● **THE REQUEST**: Rewrite the lines starting at the one containing "railing in the photo above." and ending with the final line, swapping "photo" for "image" and leaving everything else unchanged. Leave the pictures out of your answer.

-----

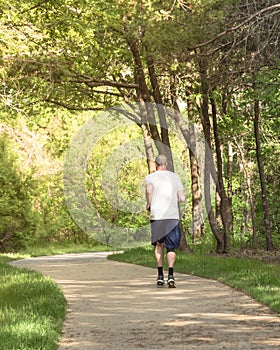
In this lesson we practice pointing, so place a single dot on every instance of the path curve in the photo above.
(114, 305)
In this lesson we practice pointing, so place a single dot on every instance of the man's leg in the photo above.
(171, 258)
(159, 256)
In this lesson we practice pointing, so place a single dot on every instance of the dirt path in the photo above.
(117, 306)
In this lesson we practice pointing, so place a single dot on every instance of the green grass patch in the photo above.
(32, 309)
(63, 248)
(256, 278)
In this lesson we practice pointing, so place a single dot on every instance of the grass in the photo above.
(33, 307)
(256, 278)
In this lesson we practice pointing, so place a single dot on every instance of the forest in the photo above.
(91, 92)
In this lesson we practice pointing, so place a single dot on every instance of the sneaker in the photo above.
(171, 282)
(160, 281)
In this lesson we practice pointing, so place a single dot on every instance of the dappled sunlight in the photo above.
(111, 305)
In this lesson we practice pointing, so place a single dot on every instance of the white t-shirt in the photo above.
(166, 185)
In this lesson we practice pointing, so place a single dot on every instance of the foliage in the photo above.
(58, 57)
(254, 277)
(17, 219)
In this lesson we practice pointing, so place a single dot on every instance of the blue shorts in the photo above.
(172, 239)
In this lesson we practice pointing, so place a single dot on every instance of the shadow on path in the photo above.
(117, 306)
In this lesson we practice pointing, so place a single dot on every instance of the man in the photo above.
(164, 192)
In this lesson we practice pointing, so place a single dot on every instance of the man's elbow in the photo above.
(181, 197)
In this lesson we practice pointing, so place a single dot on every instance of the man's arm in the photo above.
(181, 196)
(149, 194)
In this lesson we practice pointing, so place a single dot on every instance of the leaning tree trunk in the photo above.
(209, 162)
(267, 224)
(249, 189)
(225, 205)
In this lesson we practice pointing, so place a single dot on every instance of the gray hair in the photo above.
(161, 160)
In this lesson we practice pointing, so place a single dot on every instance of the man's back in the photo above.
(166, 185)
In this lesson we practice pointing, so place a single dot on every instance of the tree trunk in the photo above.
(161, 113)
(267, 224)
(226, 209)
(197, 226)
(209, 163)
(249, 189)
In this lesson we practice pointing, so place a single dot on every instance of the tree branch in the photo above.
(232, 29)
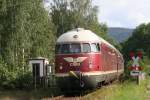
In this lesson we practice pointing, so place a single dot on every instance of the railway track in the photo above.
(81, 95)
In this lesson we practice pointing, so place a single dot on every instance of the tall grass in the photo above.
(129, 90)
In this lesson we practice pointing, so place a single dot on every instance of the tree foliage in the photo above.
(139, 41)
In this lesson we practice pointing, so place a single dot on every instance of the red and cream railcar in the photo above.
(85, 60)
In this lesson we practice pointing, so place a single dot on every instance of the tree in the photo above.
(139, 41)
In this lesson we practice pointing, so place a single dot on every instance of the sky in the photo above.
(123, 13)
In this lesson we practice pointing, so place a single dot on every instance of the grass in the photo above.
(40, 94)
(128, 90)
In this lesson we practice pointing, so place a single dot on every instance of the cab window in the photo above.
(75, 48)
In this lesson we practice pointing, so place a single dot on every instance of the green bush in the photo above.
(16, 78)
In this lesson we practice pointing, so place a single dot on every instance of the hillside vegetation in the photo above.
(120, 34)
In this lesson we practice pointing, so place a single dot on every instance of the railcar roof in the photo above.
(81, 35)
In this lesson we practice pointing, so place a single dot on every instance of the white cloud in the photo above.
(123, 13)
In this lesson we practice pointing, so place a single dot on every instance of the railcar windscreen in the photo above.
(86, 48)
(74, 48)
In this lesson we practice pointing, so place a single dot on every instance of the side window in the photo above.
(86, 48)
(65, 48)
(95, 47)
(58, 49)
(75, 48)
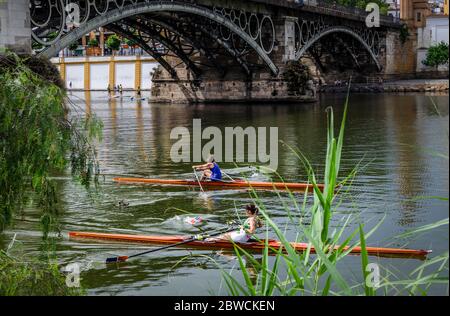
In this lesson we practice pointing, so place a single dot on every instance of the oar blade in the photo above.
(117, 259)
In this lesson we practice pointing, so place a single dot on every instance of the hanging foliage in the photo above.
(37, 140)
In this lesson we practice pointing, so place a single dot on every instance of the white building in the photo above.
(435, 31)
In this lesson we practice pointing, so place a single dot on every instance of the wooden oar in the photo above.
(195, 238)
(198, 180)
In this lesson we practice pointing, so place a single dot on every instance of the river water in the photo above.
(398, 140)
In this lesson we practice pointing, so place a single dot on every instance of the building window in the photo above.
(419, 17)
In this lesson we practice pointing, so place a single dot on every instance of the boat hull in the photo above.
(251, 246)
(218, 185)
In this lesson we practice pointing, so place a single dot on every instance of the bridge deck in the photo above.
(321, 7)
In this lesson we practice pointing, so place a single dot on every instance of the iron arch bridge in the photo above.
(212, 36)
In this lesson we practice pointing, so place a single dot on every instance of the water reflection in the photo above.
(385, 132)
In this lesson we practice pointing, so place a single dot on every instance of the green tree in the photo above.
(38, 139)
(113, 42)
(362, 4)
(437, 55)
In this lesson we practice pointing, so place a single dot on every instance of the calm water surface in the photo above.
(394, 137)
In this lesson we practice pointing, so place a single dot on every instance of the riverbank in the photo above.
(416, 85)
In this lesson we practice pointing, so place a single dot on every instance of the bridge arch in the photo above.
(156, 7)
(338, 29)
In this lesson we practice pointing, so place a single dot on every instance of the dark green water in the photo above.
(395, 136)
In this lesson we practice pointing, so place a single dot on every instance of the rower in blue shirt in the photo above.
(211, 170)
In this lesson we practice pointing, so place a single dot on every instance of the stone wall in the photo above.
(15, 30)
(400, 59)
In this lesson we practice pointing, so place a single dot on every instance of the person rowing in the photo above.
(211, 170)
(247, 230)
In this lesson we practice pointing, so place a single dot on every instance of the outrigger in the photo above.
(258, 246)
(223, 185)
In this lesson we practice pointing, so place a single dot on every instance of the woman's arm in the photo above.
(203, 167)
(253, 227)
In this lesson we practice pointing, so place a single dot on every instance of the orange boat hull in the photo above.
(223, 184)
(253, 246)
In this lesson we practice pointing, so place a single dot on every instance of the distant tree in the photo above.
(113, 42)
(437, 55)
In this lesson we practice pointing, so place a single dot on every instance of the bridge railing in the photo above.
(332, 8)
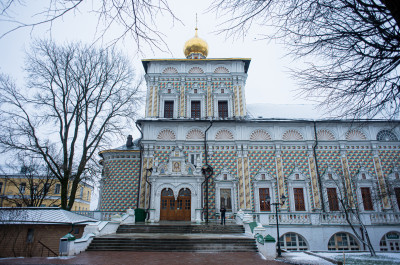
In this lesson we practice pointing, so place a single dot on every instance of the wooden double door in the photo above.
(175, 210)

-----

● **RESULT OF THIS EXERCISE**:
In this lesson we practice pointing, so place a single dot on every instance of the bridge railing in the image above.
(332, 8)
In this lesson we practice pointing, so place a single dot on every instance of the wooden double door in the image above.
(175, 210)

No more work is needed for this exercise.